Parts of the exercise
**a.** Using the forum thread on slow PDF text extraction, state whether each statement agrees with it. Answer yes or no for each and quote the deciding words. (i) The PDF being processed is 3MB in size. (ii) Updating to the latest version of the .NET library shortened the processing time. (iii) The support reply asks that Aspose.PDF for .NET 18.11 be used.
**b.** Continue the forum thread on slow PDF text extraction from the point at which it stops.

Document
----

Extract text from PDF document in C# with Aspose.PDF - API is taking long time

Simon_Karpen · December 4, 2018, 2:33am

Hello,

This is a 3MB document and the pdf library is taking over 120 secs to process the text tags on this document. Could you please check why text tag extraction is so slow on this document?

Thank you,
Anupam

Farhan.Raza · December 4, 2018, 11:28am

@Simon_Karpen

Thank you for contacting support.

Would you please share narrowed down code snippet so that we may try to reproduce and investigate it in our environment. Please ensure using Aspose.PDF for .NET 18.11 in your environment.

Simon_Karpen · December 4, 2018, 11:22pm

Hello Farhan,

I updated to the latest version of .Net library and tried to process the document the result is the same. It is still taking around 120 secs to process the document. Here is the code snippet. I basically have a regular expression that I am passing into the Text.TextFragmentAbsorber and getting all matches.

Gave you the document, here is the code

public IEnumerable<InviteTag> GetFieldsInvites(String filename)
    {
        String EMAIL_PATTERN = @"[a-z0-9!#$%&'*+/=?^_`{|}~-]+(?:\.[a-z0-9!#$%&'*+/=?^_`{|}~-]+)*@(?:[a-z0-9](?:[a-z0-9-]*[a-z0-9])?\.)+[a-z0-9](?:[a-z0-9-]*[a-z0-9])?";
        
    String MYTEXT = "{?{?t:e;o:[\x22\u201C\u201D\u201E][\\w\\s]+[\x22\u201C\u201D\u201E];e:[\x22\u201C\u201D\u201E]" + EMAIL_PATTERN + "[\x22\u201C\u201D\u201E];?(order:[0-9]+;)?}?}";

        //open document
        Aspose.Pdf.Document pdfDocument = new Aspose.Pdf.Document(filename);
        //create TextAbsorber object to find all the phrases matching the regular expression
        Aspose.Pdf.Text.TextFragmentAbsorber textFragmentAbsorber = new Aspose.Pdf.Text.TextFragmentAbsorber(MYTEXT);

        //set text search option to specify regular expression usage
        Aspose.Pdf.Text.TextSearchOptions textSearchOptions =
                                                 new Aspose.Pdf.Text.TextSearchOptions(true);
        textFragmentAbsorber.TextSearchOptions = textSearchOptions;
        //accept the absorber for all the pages
        pdfDocument.Pages.Accept(textFragmentAbsorber);
        //get the extracted text fragments
        Aspose.Pdf.Text.TextFragmentCollection textFragmentCollection = textFragmentAbsorber.TextFragments;
        //loop through the fragments
        foreach (Aspose.Pdf.Text.TextFragment textFragment in textFragmentCollection)

----

Record set
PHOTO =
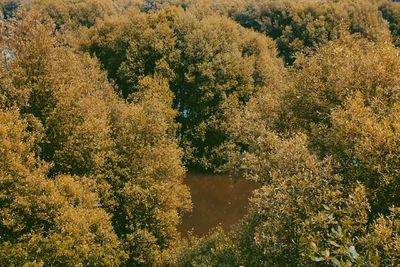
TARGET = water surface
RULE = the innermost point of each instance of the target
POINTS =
(217, 200)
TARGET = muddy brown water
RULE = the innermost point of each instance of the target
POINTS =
(217, 200)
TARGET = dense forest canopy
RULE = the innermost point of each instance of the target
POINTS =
(105, 105)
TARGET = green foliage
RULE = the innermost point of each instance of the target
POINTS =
(43, 221)
(91, 166)
(124, 152)
(391, 12)
(210, 64)
(301, 25)
(216, 249)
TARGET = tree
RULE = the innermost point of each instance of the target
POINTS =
(47, 221)
(146, 176)
(299, 26)
(349, 111)
(305, 213)
(210, 63)
(391, 12)
(126, 152)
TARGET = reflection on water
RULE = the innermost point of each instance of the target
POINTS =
(217, 199)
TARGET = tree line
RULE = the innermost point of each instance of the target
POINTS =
(105, 104)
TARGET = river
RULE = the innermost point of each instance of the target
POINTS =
(217, 200)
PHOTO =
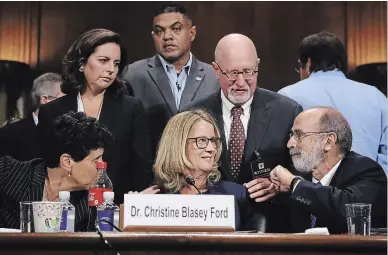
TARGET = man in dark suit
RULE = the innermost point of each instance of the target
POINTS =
(19, 140)
(172, 78)
(320, 144)
(254, 123)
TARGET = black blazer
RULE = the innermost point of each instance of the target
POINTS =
(358, 179)
(129, 159)
(20, 140)
(147, 80)
(271, 119)
(24, 181)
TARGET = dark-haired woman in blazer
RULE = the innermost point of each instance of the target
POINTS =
(90, 70)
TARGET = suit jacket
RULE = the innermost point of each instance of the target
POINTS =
(358, 179)
(20, 140)
(364, 107)
(147, 80)
(24, 181)
(271, 119)
(129, 158)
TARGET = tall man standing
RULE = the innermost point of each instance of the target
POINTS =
(322, 68)
(254, 123)
(173, 77)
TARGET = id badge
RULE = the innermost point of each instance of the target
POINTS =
(258, 167)
(259, 170)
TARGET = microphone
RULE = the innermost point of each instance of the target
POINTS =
(190, 180)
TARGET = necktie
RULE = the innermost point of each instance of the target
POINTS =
(236, 142)
(313, 219)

----

Results by task
**a.**
(i) Yes: "This is a 3MB document"
(ii) No: "I updated to the latest version of .Net library and tried to process the document the result is the same."
(iii) Yes: "Please ensure using Aspose.PDF for .NET 18.11 in your environment."

**b.**
        {
            //Break it down & form the json data
            InviteTag mInviteTag = new InviteTag(textFragment.Text);
            mInviteTags.Add(mInviteTag);
        }
        //loop through the fragments
        foreach (Aspose.Pdf.Text.TextFragment textFragment in textFragmentCollection)
        {
            //update text and other properties
            var tabs = new StringBuilder();
            //tabs.Append(' ', MYTEXT.Length + 20);
            tabs.Append(' ', textFragment.Text.Length + 20);
            textFragment.Text = tabs.ToString();
        }
        pdfDocument.Save(root + "/" + id + ".pdf");
        return mInviteTags;
    }

I am using other regular expressions too that I can share if needed. Let me know if you need any other info.

Thank you,
Anupam

Farhan.Raza · December 5, 2018, 10:02am

@Simon_Karpen

Thank you for elaborating it further.

We are afraid shared code snippet can not be compiled owing to missing InviteTag class. Kindly share SSCCE code or better a narrowed down sample application so that we may proceed to reproduce your issue and take care of your concerns accordingly.

Simon_Karpen · February 19, 2019, 3:28pm

please, find the code below

using (var pdf = new Document(@“random.pdf”))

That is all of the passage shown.